Locate each line below that contains the string "drone" and reproduce those lines in full. Matching is case-sensitive.

========================================================================

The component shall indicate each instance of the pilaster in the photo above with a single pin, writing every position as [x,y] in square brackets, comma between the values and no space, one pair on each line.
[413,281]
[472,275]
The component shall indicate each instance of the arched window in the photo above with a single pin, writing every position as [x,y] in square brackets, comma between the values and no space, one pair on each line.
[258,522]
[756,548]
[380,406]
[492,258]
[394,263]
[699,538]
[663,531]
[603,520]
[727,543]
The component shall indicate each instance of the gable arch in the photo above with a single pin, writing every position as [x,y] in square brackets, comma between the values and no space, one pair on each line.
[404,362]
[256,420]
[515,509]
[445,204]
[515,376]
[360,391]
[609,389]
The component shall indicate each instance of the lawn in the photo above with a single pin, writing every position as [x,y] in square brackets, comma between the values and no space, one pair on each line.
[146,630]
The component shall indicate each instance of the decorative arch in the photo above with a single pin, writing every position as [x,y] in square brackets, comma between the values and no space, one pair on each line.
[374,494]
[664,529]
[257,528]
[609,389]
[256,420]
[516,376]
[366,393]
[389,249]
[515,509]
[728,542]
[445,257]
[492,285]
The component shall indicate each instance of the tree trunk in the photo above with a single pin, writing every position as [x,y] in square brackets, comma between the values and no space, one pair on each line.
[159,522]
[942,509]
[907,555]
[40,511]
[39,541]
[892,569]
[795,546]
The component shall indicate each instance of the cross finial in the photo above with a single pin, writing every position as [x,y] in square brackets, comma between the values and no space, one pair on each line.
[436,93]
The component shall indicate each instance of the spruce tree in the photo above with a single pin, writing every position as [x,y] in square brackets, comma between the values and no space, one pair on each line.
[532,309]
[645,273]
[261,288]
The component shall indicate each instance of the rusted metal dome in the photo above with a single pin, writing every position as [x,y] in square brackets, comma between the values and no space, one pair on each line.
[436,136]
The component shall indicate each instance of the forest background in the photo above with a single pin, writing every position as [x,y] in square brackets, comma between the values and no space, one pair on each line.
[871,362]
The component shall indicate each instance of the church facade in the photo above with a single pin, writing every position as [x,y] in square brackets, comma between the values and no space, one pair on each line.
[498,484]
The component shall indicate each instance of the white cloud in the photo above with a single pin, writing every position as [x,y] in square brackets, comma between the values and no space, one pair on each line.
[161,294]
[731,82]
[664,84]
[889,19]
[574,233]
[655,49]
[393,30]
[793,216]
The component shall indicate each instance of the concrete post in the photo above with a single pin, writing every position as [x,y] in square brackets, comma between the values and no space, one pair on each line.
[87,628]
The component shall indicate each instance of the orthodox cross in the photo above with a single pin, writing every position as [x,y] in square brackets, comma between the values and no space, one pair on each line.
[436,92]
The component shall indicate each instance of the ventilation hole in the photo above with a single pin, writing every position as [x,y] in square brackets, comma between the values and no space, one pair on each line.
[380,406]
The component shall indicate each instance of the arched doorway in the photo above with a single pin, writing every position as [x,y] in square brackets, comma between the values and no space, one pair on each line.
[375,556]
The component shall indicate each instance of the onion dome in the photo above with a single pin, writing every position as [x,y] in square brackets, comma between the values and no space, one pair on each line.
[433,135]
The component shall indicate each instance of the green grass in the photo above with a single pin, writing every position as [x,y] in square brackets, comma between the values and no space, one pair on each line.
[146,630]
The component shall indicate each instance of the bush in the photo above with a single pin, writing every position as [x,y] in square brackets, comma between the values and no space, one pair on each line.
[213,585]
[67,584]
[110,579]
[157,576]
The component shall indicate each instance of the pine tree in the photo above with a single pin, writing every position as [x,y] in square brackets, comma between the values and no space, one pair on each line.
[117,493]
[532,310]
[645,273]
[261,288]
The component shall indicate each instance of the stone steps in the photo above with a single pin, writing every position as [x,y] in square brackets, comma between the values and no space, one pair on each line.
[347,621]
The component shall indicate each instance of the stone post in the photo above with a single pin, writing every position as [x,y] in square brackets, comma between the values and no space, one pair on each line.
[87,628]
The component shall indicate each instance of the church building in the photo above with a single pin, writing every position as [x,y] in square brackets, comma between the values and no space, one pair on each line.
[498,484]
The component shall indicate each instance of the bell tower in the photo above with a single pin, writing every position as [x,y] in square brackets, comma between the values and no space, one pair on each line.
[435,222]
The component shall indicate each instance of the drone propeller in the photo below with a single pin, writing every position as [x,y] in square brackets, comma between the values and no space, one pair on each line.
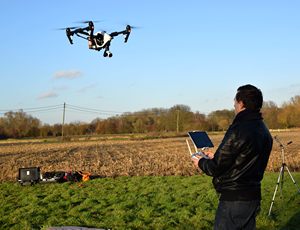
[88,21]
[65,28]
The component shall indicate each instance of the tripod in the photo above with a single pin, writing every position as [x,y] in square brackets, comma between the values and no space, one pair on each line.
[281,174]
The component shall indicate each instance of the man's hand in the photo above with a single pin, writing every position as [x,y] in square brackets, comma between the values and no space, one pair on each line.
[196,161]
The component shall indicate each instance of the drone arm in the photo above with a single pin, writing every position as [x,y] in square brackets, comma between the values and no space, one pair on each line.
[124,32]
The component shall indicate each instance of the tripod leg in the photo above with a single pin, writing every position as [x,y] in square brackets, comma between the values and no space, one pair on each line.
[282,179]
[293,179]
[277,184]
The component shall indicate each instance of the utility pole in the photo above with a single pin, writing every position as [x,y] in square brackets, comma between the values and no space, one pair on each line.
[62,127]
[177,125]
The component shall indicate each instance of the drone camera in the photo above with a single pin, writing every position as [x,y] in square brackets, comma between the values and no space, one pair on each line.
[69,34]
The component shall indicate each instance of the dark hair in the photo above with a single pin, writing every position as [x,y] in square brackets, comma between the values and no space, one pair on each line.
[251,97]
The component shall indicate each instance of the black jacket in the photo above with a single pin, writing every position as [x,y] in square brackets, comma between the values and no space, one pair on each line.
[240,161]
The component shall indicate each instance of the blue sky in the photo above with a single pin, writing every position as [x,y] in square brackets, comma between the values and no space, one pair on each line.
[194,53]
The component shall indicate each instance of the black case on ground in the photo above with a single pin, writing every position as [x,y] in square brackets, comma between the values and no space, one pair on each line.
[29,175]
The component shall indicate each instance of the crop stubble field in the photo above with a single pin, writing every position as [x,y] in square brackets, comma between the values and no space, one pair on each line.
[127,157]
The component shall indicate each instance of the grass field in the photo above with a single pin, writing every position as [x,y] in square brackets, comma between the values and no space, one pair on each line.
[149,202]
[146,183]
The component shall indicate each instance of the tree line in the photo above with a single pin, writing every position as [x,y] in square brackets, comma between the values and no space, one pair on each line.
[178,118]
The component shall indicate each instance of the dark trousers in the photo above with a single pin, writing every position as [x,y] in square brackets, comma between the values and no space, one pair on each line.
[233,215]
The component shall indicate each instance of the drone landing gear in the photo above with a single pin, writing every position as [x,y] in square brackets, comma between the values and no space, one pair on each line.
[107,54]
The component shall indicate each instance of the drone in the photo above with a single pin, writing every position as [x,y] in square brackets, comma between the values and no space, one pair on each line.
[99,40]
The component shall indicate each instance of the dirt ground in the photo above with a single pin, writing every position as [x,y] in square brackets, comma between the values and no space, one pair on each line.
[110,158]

========================================================================

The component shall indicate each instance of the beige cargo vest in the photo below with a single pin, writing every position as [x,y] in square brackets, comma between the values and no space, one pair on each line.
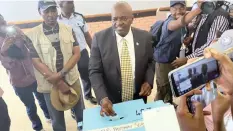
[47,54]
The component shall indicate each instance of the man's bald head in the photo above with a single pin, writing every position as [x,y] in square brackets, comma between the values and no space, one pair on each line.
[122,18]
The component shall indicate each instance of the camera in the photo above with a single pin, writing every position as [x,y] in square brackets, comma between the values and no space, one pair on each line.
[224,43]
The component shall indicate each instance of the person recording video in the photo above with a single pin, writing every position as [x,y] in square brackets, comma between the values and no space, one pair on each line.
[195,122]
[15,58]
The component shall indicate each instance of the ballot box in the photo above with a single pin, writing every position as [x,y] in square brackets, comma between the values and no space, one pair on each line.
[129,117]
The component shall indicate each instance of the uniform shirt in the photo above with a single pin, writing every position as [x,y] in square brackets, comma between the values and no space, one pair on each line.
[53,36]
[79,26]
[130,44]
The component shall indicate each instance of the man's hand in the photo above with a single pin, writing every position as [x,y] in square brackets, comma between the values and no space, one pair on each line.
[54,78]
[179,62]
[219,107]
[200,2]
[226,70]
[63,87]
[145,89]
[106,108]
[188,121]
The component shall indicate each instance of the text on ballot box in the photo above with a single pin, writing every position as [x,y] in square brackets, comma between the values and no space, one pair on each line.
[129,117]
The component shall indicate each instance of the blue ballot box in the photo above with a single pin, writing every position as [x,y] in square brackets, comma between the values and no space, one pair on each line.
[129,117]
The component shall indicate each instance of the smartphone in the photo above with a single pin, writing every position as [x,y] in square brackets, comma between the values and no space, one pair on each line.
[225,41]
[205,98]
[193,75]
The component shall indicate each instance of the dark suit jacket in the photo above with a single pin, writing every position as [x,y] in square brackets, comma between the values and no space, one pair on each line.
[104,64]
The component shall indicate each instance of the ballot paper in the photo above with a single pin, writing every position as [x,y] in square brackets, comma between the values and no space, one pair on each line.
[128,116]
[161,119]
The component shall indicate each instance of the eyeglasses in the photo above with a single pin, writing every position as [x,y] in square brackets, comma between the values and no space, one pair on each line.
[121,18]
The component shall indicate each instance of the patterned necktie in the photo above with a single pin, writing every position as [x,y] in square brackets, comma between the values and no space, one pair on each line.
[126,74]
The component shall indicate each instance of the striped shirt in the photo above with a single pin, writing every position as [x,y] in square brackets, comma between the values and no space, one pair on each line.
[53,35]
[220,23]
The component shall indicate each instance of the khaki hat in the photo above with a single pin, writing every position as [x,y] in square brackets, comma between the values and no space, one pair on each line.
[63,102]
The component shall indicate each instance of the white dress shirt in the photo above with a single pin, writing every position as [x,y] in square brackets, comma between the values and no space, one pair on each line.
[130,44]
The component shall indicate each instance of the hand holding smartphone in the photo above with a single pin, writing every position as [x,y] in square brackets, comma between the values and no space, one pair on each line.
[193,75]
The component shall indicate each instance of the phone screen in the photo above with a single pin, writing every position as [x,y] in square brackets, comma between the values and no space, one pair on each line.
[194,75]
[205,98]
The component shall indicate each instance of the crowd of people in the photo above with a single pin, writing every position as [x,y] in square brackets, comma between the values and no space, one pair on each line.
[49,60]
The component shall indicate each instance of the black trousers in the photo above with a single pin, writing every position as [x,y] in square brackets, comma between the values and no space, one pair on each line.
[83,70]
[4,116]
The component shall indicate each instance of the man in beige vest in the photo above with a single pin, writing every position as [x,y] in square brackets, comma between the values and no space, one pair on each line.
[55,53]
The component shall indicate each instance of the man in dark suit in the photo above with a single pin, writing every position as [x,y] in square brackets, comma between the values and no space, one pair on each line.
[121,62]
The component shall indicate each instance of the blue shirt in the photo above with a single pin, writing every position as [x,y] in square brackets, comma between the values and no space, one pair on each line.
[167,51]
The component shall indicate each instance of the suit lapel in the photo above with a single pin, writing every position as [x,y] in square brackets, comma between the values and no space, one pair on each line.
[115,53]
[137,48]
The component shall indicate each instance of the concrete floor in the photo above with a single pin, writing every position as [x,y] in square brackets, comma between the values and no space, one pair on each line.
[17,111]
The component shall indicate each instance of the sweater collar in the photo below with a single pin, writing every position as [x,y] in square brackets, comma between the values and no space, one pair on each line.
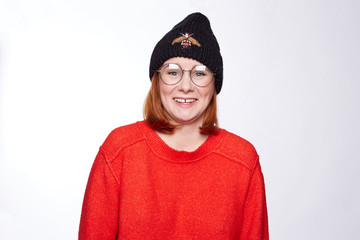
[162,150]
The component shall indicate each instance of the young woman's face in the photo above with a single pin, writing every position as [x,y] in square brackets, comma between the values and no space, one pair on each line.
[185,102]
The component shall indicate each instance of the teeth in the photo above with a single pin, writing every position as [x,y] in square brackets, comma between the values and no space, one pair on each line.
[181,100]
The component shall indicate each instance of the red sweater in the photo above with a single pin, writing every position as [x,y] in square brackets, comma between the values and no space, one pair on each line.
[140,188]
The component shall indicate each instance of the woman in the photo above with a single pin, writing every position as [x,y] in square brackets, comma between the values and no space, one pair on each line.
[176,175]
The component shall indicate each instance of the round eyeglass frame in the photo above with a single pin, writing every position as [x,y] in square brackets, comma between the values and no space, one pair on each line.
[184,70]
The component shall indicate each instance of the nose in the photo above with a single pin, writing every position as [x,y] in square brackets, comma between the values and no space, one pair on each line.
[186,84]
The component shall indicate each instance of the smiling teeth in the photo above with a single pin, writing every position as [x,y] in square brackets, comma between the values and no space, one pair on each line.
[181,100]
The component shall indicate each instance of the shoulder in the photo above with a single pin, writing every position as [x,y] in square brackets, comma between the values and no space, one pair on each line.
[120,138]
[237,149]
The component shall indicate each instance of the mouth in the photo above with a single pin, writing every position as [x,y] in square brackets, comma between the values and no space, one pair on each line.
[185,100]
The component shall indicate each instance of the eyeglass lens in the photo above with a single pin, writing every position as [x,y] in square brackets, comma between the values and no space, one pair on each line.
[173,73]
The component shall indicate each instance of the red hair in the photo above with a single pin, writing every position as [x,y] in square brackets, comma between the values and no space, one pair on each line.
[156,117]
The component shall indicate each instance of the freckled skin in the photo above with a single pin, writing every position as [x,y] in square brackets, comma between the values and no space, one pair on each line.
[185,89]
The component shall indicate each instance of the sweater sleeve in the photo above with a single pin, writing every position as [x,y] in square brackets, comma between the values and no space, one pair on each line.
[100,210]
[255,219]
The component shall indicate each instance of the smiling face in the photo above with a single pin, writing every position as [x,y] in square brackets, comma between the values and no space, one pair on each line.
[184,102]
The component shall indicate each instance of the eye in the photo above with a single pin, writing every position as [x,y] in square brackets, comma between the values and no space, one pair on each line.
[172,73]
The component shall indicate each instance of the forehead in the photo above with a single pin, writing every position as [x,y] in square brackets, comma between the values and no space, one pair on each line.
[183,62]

========================================================================

■ EXERCISE RESPONSE ■
The component shall indicate each instance of the drone propeller in the photo below with a single pin, writing every position as [x,y] in square brackets, comma between the values and no space, one pair on each line.
The component shall indicate each instance of the drone arm in the photo above with a single pin, writing every position as [x,y] in square brackets, comma between the values and no space, one pair on each line.
The component shall indicate each instance of the drone camera in the photo above with a single pin, writing every position as [x,y] in square brackets, comma between the values and no space, one pair on each line.
The component shall indicate each instance of the drone landing gear in the photo above with a single pin, writing every position as [x,y] in square brackets, comma between the values and no space, one pair on each line.
The component shall indicate each instance of the drone in the photo above with a single pin, writing every position as [x,y] in square brackets, comma between the values and no space, one pair on each line.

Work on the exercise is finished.